━━━━━ Materials provided ━━━━━
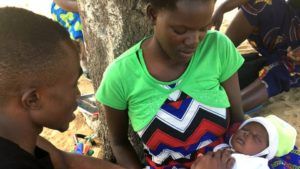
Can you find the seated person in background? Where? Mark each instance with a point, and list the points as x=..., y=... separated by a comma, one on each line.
x=37, y=90
x=273, y=29
x=259, y=140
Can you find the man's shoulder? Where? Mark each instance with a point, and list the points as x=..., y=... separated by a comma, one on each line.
x=13, y=157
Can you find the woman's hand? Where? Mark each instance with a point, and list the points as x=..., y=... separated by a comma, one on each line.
x=214, y=160
x=294, y=55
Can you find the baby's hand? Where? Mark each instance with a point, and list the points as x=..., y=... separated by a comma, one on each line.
x=294, y=55
x=214, y=160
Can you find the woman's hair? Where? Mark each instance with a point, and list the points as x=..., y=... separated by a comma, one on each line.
x=167, y=4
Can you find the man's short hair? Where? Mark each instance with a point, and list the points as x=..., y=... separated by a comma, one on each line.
x=30, y=50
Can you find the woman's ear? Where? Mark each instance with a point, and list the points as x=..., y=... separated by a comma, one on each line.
x=152, y=14
x=31, y=99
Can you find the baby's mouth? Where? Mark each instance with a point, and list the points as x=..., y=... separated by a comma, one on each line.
x=240, y=141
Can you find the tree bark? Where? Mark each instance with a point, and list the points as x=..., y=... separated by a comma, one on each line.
x=110, y=27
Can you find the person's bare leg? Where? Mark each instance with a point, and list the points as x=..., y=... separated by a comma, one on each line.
x=254, y=95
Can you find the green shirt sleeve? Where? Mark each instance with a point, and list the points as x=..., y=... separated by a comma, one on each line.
x=111, y=92
x=231, y=60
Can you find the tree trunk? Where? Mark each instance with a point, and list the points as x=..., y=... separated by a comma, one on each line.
x=110, y=27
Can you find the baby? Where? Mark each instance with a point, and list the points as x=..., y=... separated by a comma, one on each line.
x=260, y=139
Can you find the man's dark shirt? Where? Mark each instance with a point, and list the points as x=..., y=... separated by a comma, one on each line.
x=13, y=157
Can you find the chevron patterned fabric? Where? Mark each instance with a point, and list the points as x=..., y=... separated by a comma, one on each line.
x=182, y=129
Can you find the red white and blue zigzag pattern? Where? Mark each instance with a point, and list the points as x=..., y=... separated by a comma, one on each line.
x=182, y=129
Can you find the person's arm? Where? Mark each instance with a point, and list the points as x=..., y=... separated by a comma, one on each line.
x=232, y=89
x=64, y=160
x=226, y=6
x=117, y=121
x=239, y=29
x=68, y=5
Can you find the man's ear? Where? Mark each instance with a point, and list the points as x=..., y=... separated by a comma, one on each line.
x=31, y=99
x=152, y=14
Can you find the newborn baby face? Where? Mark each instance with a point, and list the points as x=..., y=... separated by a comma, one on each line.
x=250, y=139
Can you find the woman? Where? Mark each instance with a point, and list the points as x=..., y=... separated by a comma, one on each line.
x=178, y=88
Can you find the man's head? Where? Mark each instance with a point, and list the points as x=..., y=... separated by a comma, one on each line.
x=39, y=69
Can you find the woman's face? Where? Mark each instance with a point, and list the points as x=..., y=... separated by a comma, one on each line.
x=179, y=31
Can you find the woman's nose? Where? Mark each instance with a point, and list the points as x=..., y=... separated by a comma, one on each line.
x=192, y=39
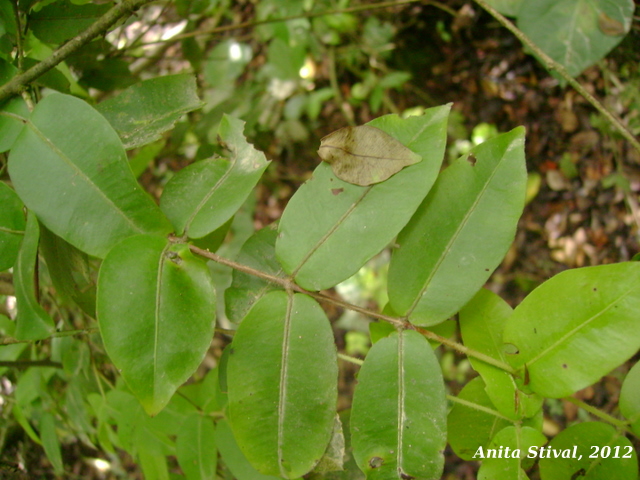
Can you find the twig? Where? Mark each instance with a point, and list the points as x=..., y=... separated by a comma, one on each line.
x=401, y=323
x=551, y=64
x=19, y=82
x=256, y=23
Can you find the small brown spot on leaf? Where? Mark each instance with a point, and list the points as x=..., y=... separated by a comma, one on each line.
x=471, y=158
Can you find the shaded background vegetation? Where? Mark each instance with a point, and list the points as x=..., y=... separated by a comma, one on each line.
x=297, y=81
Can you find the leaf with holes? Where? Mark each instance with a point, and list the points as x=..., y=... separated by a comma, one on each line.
x=331, y=228
x=398, y=418
x=203, y=196
x=282, y=381
x=156, y=310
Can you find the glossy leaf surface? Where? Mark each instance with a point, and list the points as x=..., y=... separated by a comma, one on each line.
x=630, y=398
x=32, y=321
x=613, y=454
x=233, y=457
x=477, y=410
x=576, y=33
x=69, y=167
x=365, y=155
x=482, y=322
x=331, y=228
x=196, y=448
x=257, y=252
x=398, y=417
x=142, y=112
x=280, y=393
x=60, y=21
x=156, y=309
x=461, y=232
x=576, y=327
x=203, y=196
x=12, y=225
x=71, y=271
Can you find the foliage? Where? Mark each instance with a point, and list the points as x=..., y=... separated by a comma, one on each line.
x=118, y=297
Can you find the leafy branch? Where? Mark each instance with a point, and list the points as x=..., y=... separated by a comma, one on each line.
x=19, y=82
x=400, y=323
x=551, y=64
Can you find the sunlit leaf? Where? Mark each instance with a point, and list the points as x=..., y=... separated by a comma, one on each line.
x=32, y=322
x=156, y=309
x=398, y=418
x=316, y=234
x=69, y=167
x=576, y=327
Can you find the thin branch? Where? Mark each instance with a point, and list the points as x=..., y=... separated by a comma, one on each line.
x=30, y=363
x=64, y=333
x=551, y=64
x=475, y=406
x=256, y=23
x=401, y=323
x=19, y=82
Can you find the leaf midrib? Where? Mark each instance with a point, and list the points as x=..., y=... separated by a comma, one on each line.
x=579, y=327
x=454, y=237
x=80, y=173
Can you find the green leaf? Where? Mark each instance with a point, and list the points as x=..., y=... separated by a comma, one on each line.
x=602, y=454
x=196, y=448
x=475, y=409
x=203, y=196
x=576, y=327
x=156, y=309
x=11, y=121
x=12, y=225
x=630, y=398
x=576, y=33
x=511, y=446
x=398, y=418
x=317, y=229
x=509, y=8
x=365, y=155
x=278, y=392
x=69, y=167
x=50, y=441
x=258, y=252
x=32, y=321
x=461, y=232
x=233, y=457
x=70, y=270
x=60, y=21
x=142, y=112
x=482, y=322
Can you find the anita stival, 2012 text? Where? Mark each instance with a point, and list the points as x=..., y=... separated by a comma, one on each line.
x=550, y=452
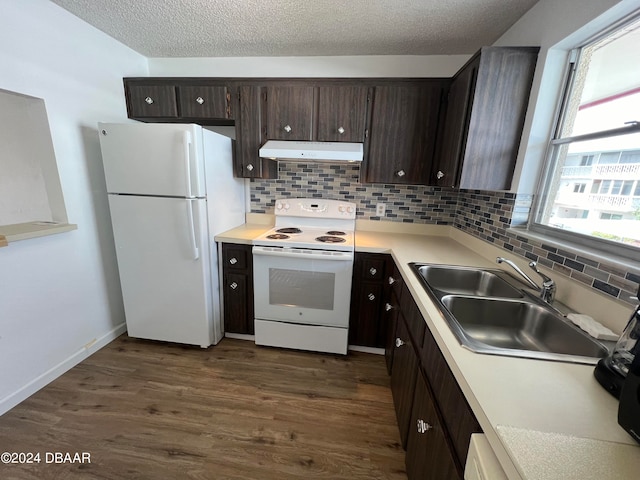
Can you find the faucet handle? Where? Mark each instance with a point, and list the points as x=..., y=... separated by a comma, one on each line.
━━━━━
Activity. When you repeat the data, keep it exact and drop every picture.

Solution to the problem.
Can you find the seated person in background? Where? Mark each instance with a point, and list the points as x=..., y=... separated by a comma, one on each line.
x=37, y=90
x=273, y=29
x=259, y=140
Can you find the man's shoulder? Where? Mark each instance with a point, and list the points as x=..., y=... separated by a comma, one on each line.
x=13, y=157
Can you find the woman's hand? Where? Mark each instance with a point, and list the points as x=..., y=... separated by a comma, one on each line.
x=214, y=160
x=294, y=55
Can you find the baby's hand? Where? Mark each instance with a point, and list the points as x=..., y=... separated by a comma, one on each line.
x=294, y=55
x=214, y=160
Can you find the woman's hair? Where? Mark each instance with a point, and list the points as x=..., y=... separated by a comma, one on each line.
x=167, y=4
Can you find the man's short hair? Where? Mark each instance with a point, and list the points as x=..., y=... separated by a comma, one on each line.
x=30, y=50
Can you find the woman's ear? Where? Mark each instance with a point, and list the points as x=..., y=... separated by a comma, one on each line.
x=152, y=14
x=31, y=99
Can you find the baby's mouth? Where? Mark each instance with a point, and list the points as x=..., y=... separated by a comma, one on each line.
x=240, y=141
Can you find the tree bark? Where? Mark each instance with a point, and list the points as x=..., y=... separated by a comma, one on each line.
x=110, y=27
Can you find the person's bare leg? Where? Mark each instance with a point, and list the points as x=..., y=... separated by a comma, one on each line.
x=254, y=95
Can you find the green shirt sleeve? Where? Mark each instance with a point, and list the points as x=..., y=... separated by a comma, one on each line.
x=111, y=92
x=231, y=60
Can you find the tree trunk? Where? Mark each instance with a point, and list the points as x=..., y=... separated by a comma, one on each line.
x=110, y=27
Can you find the baby? Where? Mark each instance with a point, and list the points as x=..., y=... separated by a comma, one on each line.
x=260, y=139
Can you find the man's dark shirt? Where? Mark each instance with a point, and list the points as x=..., y=... separated by a comma, one on each line.
x=13, y=157
Can you find the chevron patterned fabric? Where? Mark each instance with a point, and list the points as x=..., y=... separated by a comma, one on each line.
x=182, y=129
Can you find the red white and blue zigzag pattern? Where? Mark each instance with a point, and list the points as x=..., y=... separated by a comma, one on each line.
x=182, y=129
Can you find the person's arm? Where? Mark each instance with a point, and list the points as x=..., y=... separated by a comma, one on each line.
x=232, y=89
x=64, y=160
x=226, y=6
x=117, y=121
x=239, y=29
x=68, y=5
Can you find the man's ear? Where? Mark each instance with a point, and list the points as x=..., y=... separated by a comma, one on each line.
x=31, y=99
x=152, y=14
Can you find the newborn baby face? Where? Mark each instance with a point, and list the points as x=..., y=... separated by a comma, one on each line.
x=250, y=139
Can you find the woman? Where? Mark each instance with a point, and list the points as x=..., y=... separated by a comma, one on each line.
x=178, y=88
Can you find the man's head? Where? Mark each instance with a point, and list the points as x=..., y=... separated by a comma, one on each line.
x=39, y=69
Can you find the woman's face? Where? Mark each instance with a point, and list the points as x=..., y=... separated by a comma, one on each line.
x=179, y=31
Can you find the woman's nose? Where? Mark each instance with a point, and list the points as x=..., y=... separated by a comma, one on each line.
x=192, y=39
Can you find the twig? Where? Mark each instance with a point, and list the points as x=..., y=... separated by a comma, one on each line.
x=401, y=323
x=551, y=64
x=19, y=82
x=256, y=23
Can you find the small brown spot on leaf? Where? Mark each instance with a point, and list the points as x=..., y=... separated by a comma, one on each line.
x=471, y=158
Can you find the shaded background vegetation? Where? Mark each instance with a point, and list the points as x=..., y=... separated by a comma, one on each line.
x=297, y=81
Can you find the leaf with holes? Where? Mark each instance with a point, and list the points as x=..., y=... separated by a comma, one on each line.
x=331, y=228
x=398, y=418
x=203, y=196
x=282, y=381
x=156, y=310
Can you find the glossy leaf surface? Where? Mark each instance with a point, and list the points as x=..., y=... separated by a comma, one on each line.
x=630, y=398
x=32, y=321
x=613, y=454
x=233, y=457
x=477, y=410
x=576, y=33
x=69, y=167
x=365, y=155
x=482, y=322
x=331, y=228
x=196, y=448
x=257, y=252
x=398, y=417
x=142, y=112
x=280, y=393
x=60, y=21
x=156, y=309
x=461, y=232
x=576, y=327
x=203, y=196
x=12, y=225
x=71, y=271
Can you find the foliage? Where? Mark each instance with a point, and list the points as x=..., y=... separated by a comma, one on each line.
x=118, y=297
Can you find the leafy branch? Where? Mark each instance with a point, and list the points as x=..., y=... separated by a comma, one on each line.
x=19, y=82
x=400, y=323
x=551, y=64
Can you find the sunlit leaf? Where? Mark each instance with a point, and list the points as x=..., y=... separated by a comma, one on each line.
x=32, y=322
x=156, y=309
x=398, y=418
x=316, y=234
x=69, y=167
x=576, y=327
Can you find the thin branch? Where? Mark each instance with a point, and list the points as x=..., y=... separated by a comma, one on each line.
x=30, y=363
x=64, y=333
x=551, y=64
x=475, y=406
x=256, y=23
x=401, y=323
x=19, y=82
Can you find the leaf midrib? Where? Mark each instance with a point, and list the points as x=..., y=... separated by a comma, one on each line.
x=579, y=327
x=454, y=237
x=80, y=173
Can you find the green leaf? Where? Mark each instance with a point, and list the points as x=..., y=... separated by a comma, one on each line.
x=602, y=454
x=196, y=448
x=475, y=409
x=203, y=196
x=576, y=327
x=156, y=309
x=11, y=121
x=12, y=225
x=630, y=398
x=576, y=33
x=511, y=446
x=398, y=418
x=317, y=229
x=509, y=8
x=365, y=155
x=278, y=392
x=69, y=167
x=50, y=441
x=258, y=252
x=32, y=321
x=461, y=232
x=233, y=457
x=70, y=270
x=60, y=21
x=142, y=112
x=482, y=322
Can you find the anita stival, 2012 text? Where? Mark each instance with a point, and list the points as x=..., y=... separated by a comma, one on each line.
x=550, y=452
Can you find the faucet handle? Where? Mark each instance with a point, and list the points as x=..., y=... separated by a comma, one on each line.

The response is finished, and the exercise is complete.